::: PAGE EXTRACT
And since Concepts account for Web Activity, this would go beyond a
keyword approach to access information on the web. Instead, the
present invention can enable users to query the web by the
following exemplary queries: keyword, concept, web participant,
data record, metadata, or any combination.
[0028] Embodiments of the invention transform indexed Web Activity
into Web Events, using for example, an events-processing and
monitoring framework and architecture. As an example, a user
comment on a blog can be considered a Web Activity. The present
invention can monitor and identify several Web Events from this
single Web Activity like radar that monitors flight path and
altitude of an aircraft. For example, from the single Web Activity
of a user comment, the following exemplary Web Events may be
monitored and recorded in the invention: a new comment with a blog,
a new concept noted from the user's comments, and a new web
participant within a concept. In this manner, a basic activity on
the web may be broken down into many events that may be recorded
and analyzed. The Web Events can contain a timestamp so that a
sequential timeline of Web Activity is recorded. Web Events can be
stored in a database and, in some instances, simultaneously routed
to internal and external subscribing applications and databases. In
an exemplary embodiment, a Web Event can be an event in an
event-based framework except that each event correlates to a
specific type of Web Activity. In an exemplary embodiment of the
invention, Web Activity and Web Events can be replayed generally or
within a concept so that users can see how events unfolded on the
web.
[0029] In an exemplary embodiment, a web or mobile application can
offer users a dynamic directory of the web where these
interrelationships are mapped in real-time. This can provide users
with visibility into how the web interrelates in terms of content,
people, and web links. Further, the web or mobile application can
include a heat-map of activity on the web, in general or around
specific concepts.
[0030] In an exemplary embodiment, once Web Activity is transformed
into Web Events, the events can be intelligently analyzed and
correlated. Complex event processing techniques and quantitative
algorithms can be applied to the events to predict relevance and
future Web Activity. In this exemplary embodiment, the invention
can turn activity on the web into quantifiable events that can be
analyzed much in the same way as algorithms are applied to
algorithmic trading in financial markets or government intelligence
for counter-terrorism. In an exemplary embodiment, the invention
can correlate the path of information across web participants or
across sources or in the time for information to spread across web
participants in order to predict, as an example, increasing
relevance of new web participants, useful content, or new content
sources. In this manner, the embodiments of the invention may be
forward-looking as opposed to solely providing historical relevance
to users.
::::::
### INSTRUCTION 1
Reproduce the part of the Web Activity excerpt that begins at the words "[0029] In an" and stops after "specific concepts.".
### INSTRUCTION 2
List every kind of query that the Web Activity excerpt says users can use to query the web.
The data that comes next is separate material and is not part of the Web Activity excerpt.
::: RECORDED DATA
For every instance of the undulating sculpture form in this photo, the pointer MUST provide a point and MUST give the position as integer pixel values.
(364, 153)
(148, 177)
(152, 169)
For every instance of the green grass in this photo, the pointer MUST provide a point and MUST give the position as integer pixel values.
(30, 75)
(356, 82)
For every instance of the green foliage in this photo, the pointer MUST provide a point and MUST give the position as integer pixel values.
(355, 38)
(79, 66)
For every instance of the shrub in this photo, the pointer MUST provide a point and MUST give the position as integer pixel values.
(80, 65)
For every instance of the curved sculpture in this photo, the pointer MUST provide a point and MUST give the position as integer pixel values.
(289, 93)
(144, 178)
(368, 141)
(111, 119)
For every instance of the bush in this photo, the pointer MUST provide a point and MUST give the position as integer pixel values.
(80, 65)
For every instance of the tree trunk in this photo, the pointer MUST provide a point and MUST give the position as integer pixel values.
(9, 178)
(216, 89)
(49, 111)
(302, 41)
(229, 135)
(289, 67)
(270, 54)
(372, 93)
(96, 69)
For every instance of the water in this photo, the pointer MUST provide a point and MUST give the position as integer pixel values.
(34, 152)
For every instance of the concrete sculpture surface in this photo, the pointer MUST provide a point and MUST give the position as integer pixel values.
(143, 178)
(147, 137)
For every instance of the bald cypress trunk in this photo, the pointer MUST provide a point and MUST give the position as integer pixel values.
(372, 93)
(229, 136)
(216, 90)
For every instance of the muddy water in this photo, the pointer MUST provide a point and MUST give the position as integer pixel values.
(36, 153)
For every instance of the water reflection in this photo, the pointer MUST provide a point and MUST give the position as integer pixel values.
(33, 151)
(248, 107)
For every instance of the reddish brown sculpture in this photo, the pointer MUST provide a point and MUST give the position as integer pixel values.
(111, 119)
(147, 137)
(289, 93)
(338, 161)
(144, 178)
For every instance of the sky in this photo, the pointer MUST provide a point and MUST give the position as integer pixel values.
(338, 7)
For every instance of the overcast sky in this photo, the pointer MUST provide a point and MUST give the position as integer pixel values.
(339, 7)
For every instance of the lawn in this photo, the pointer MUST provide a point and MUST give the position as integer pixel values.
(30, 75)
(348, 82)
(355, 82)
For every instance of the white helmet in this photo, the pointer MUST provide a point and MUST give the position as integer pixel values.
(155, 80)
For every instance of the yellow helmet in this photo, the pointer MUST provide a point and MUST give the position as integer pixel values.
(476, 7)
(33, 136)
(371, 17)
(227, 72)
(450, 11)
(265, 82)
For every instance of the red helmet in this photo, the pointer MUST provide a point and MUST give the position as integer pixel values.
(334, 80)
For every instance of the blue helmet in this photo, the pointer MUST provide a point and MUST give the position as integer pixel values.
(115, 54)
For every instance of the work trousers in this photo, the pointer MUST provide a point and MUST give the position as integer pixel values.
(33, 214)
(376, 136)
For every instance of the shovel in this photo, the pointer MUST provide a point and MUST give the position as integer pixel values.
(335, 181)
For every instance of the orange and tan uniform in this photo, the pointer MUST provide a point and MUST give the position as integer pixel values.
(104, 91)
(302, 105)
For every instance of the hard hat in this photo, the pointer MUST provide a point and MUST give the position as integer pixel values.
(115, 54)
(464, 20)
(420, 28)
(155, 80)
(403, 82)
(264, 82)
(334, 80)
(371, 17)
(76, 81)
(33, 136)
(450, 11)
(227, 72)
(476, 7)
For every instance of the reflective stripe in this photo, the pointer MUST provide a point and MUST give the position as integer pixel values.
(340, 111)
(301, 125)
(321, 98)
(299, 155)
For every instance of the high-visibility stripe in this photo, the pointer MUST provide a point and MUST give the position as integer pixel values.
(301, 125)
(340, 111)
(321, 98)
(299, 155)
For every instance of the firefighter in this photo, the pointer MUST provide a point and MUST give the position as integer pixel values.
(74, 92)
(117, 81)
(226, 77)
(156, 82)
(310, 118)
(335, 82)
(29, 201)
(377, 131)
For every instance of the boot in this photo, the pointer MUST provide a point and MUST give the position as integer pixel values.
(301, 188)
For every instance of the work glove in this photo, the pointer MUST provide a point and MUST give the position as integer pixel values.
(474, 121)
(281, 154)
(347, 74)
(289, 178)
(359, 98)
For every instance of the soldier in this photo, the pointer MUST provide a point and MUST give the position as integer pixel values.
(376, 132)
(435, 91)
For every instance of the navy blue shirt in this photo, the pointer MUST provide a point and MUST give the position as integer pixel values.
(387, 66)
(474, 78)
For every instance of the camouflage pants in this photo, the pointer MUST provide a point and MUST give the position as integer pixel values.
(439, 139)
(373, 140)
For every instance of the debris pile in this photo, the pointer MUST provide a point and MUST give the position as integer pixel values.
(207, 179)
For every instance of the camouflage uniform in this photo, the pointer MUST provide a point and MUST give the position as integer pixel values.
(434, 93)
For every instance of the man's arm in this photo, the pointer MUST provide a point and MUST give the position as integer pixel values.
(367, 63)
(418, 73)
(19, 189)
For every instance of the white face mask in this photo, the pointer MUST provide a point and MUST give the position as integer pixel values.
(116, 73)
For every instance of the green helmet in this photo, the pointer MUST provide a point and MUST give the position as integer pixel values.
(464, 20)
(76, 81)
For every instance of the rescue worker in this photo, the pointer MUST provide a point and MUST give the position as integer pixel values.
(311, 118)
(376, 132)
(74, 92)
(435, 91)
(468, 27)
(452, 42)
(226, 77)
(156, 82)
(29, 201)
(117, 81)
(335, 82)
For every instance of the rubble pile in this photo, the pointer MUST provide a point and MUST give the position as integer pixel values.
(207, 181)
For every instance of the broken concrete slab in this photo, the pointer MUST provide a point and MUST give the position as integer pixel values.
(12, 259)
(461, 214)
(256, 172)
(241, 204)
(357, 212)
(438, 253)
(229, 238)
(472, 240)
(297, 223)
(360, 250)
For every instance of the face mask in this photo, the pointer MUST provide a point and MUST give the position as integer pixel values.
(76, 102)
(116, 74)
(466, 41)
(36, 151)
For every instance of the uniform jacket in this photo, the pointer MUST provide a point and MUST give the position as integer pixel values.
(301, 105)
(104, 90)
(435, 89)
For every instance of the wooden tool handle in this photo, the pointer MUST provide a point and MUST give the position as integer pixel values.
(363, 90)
::::::
### COMPLETE RESPONSE 1
[0029] In an exemplary embodiment, a web or mobile application can
offer users a dynamic directory of the web where these
interrelationships are mapped in real-time. This can provide users
with visibility into how the web interrelates in terms of content,
people, and web links. Further, the web or mobile application can
include a heat-map of activity on the web, in general or around
specific concepts.

### COMPLETE RESPONSE 2
keyword, concept, web participant, data record, metadata